▶ **SHORT TASK**: Quote the listing verbatim, everything from the line containing "Target — clear glass candle holder" down to the end of the listing.

▶ **LISTING**:
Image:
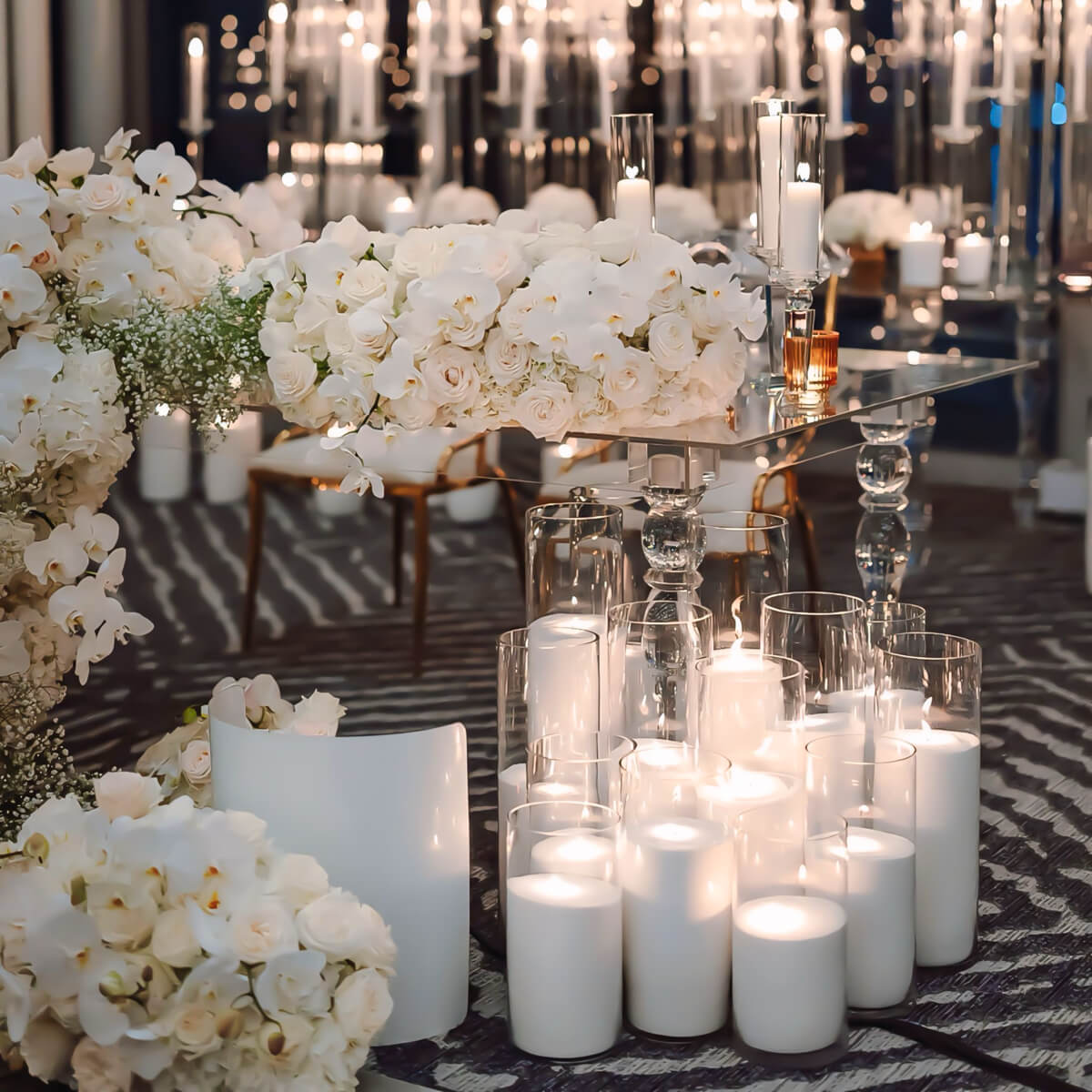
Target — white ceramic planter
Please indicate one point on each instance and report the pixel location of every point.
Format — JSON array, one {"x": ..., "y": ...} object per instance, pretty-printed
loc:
[{"x": 387, "y": 814}]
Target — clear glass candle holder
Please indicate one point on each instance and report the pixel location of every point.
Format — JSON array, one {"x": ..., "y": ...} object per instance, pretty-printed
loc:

▶ **CORRECT RESPONSE**:
Target — clear glass candle holder
Please indicate one point on each instance and report the pixel location of every point.
Format — JSON array, one {"x": ..., "y": ...} object per instance, pretty-printed
loc:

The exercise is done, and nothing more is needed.